Material for this task below:

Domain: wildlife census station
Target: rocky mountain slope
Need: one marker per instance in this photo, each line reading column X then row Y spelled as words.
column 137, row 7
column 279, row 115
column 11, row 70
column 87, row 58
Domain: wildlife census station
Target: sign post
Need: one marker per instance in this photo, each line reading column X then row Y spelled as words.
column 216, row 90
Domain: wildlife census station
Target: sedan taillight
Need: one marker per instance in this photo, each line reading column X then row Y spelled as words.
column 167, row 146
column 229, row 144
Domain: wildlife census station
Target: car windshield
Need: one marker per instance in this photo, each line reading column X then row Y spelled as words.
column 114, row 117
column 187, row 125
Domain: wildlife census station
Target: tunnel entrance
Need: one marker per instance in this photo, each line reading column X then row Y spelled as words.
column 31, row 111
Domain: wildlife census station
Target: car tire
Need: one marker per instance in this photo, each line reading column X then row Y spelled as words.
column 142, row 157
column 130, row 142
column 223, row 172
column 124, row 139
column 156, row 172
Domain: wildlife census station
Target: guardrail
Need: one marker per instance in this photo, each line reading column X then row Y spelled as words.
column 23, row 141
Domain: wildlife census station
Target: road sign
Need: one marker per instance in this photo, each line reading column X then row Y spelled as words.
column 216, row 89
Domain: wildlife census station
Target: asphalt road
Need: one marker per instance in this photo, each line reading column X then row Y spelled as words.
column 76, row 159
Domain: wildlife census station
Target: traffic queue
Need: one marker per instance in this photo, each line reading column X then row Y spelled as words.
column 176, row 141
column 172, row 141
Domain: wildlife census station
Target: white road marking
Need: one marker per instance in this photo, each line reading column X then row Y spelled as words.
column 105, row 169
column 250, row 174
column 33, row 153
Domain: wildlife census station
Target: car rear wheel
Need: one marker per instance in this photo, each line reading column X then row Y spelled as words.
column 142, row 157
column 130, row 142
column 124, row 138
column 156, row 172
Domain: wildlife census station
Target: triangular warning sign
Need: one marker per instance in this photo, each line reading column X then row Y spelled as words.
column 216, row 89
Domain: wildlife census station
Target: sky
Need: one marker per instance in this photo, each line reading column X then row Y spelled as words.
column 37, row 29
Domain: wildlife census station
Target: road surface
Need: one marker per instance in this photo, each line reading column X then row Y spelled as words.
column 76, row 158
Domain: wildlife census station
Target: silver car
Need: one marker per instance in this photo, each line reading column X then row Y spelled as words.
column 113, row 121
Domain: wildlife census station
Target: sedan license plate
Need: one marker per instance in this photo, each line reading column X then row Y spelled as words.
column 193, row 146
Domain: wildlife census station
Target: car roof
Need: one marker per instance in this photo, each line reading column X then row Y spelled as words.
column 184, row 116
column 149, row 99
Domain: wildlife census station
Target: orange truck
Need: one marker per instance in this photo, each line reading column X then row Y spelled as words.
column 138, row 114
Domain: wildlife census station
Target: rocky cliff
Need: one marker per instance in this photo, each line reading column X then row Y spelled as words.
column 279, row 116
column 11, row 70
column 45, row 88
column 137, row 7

End of Material for this task.

*Task statement:* Repeat every record above. Each one must match exactly.

*Solved exercise:*
Domain: wildlife census station
Target: rocky mountain slope
Need: one marker per instance in this photo, each line reading column X then row Y spelled as words.
column 137, row 7
column 279, row 115
column 11, row 70
column 87, row 58
Domain: wildlife census station
Target: sign post
Need: one marker per instance in this photo, each line reading column X then row Y spelled as words.
column 216, row 90
Domain: wildlife census station
Target: sedan taillight
Need: one marker per instance in this photo, each line reading column X then row Y spelled as words.
column 167, row 146
column 229, row 144
Domain: wildlife census station
Target: car windshield
Need: one marker per instance in this photo, each line reading column X then row Y spelled as words.
column 114, row 117
column 187, row 125
Domain: wildlife census station
Target: tunnel entrance
Need: one marker per instance in this photo, each line reading column X then row Y spelled as words.
column 31, row 111
Domain: wildlife census station
Target: car tire
Need: one marker per instance in this photo, each line reading column X then row Y spelled as words.
column 142, row 157
column 130, row 142
column 223, row 172
column 124, row 139
column 156, row 172
Domain: wildlife census station
Target: guardrail
Need: one marker per instance in this photo, each line reading column X then row Y spelled as words.
column 23, row 141
Domain: wildlife census station
Target: road sign
Need: one marker per instance in this photo, each line reading column X then row Y spelled as words.
column 216, row 89
Domain: wildlife census station
Target: asphalt road
Need: one marker per instance in this photo, each line reading column X then row Y spelled as words.
column 76, row 159
Domain: wildlife census station
Target: traffic queue
Need: one marker per instance in this photo, each line reading column X then row Y spelled as words.
column 176, row 141
column 172, row 141
Domain: wildlife census station
Target: white road marking
Need: one marker per instance in this photo, each line reading column X then row Y spelled as words.
column 105, row 169
column 250, row 174
column 33, row 153
Domain: wildlife census station
Target: car rear wheel
Need: one marker per instance in this photo, each line reading column X then row Y spelled as words.
column 142, row 157
column 130, row 142
column 124, row 138
column 156, row 172
Domain: wildlife census station
Target: triangular warning sign
Need: one marker per instance in this photo, each line reading column X then row Y spelled as words.
column 216, row 89
Domain: wildlife census station
Target: sky
Need: one marker per instance in this photo, each line reading column X then row Y spelled as words.
column 37, row 29
Domain: wildlife census station
Target: road surface
Need: one marker per instance in this photo, each line reading column X then row Y spelled as words.
column 76, row 158
Domain: wildlife census station
Target: silver car
Need: one marker per instance in this photo, each line reading column X then row Y spelled as words.
column 113, row 121
Domain: wildlife census station
Target: sedan license plate
Need: one marker per instance in this photo, each line reading column X then row Y spelled as words.
column 193, row 146
Domain: wildlife census station
Target: car roof
Need: one marker per instance in this photo, each line reading column X then row Y spelled as words.
column 184, row 116
column 149, row 99
Domain: wildlife census station
Target: orange truck
Need: one marker per instance in this photo, each line reading column X then row Y spelled as words.
column 138, row 114
Domain: wildlife census station
Target: rocky cliff
Need: one marker per instance in this photo, each line reading column X then row Y spelled as words.
column 279, row 116
column 11, row 70
column 45, row 88
column 137, row 7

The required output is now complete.